━━━━━ EXCERPTED PASSAGE ━━━━━
Kolam (Tamil: கோலம், Malayalam: കോലം, Kannada: ಕೋಲಂ, romanized: Kōlaṁ), also known as Muggu (Telugu: ముగ్గు), Tarai Alangaram (Tamil: தரை அலங்காரம்) and Rangoli (Kannada: ರಂಗೋಲಿ) is a form of traditional decorative art that is drawn by using rice flour as per age-old conventions. It is also drawn using white stone powder, chalk or chalk powder, often along with natural or synthetic color powders. Its origin belongs to the ancient Tamil Nadu known as Tamilakam and has since spread to the other southern Indian states of Karnataka, Telangana, Andhra Pradesh, and Kerala. It can be found in some parts of Goa and Maharashtra. Since the Tamil diaspora is worldwide, the practice of kolam is found around the world, including in Sri Lanka, Singapore, Malaysia, Indonesia, Thailand and a few other Asian countries. A kolam or muggu is a geometrical line drawing composed of straight lines, curves and loops, drawn around a grid pattern of dots. It is widely practised by female family members in front of their house entrance, although men and boys also practice this tradition. The similar regional versions of kolam with their own distinctive forms are known by different names in India: raangolee in Maharashtra, aripan in Mithila, alpona in West Bengal and hase and rangoli in Kannada in Karnataka. More complex kolams are drawn and colors are often added during festival days, holiday occasions and special events.
━━━━━ SUPPLIED RECORDS ━━━━━
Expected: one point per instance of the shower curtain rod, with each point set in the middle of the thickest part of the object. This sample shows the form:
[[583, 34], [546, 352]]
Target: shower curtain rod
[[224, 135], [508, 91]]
━━━━━
━━━━━ SUPPLIED RECORDS ━━━━━
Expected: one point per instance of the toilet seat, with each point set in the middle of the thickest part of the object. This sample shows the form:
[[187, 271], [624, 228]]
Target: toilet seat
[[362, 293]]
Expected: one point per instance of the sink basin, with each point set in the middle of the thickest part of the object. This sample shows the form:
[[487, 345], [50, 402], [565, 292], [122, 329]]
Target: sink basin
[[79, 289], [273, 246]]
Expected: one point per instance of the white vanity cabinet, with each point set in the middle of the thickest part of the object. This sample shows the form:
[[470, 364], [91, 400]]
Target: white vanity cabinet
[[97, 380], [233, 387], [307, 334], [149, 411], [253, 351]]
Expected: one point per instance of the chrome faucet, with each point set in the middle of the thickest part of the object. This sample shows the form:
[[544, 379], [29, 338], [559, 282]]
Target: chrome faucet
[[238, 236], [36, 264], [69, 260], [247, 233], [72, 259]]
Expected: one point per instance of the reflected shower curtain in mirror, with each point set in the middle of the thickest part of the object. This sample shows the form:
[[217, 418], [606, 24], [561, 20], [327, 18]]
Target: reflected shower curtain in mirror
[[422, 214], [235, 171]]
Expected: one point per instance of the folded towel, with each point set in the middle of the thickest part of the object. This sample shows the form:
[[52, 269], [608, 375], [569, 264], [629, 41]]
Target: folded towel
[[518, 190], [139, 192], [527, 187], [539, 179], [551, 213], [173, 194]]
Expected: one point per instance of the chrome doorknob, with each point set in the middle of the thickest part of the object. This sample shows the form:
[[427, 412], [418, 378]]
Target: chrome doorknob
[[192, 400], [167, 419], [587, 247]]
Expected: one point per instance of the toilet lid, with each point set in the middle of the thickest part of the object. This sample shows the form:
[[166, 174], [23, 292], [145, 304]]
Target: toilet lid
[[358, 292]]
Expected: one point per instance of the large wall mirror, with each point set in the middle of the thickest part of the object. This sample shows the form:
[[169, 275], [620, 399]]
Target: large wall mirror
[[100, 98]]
━━━━━
GIVEN EXERCISE
Translate this sentence from the kolam passage above into Spanish: "More complex kolams are drawn and colors are often added during festival days, holiday occasions and special events."

ANSWER TO THIS TASK
Durante los días de fiesta, los días feriados y los eventos especiales se dibujan kolams más complejos y a menudo se añaden colores.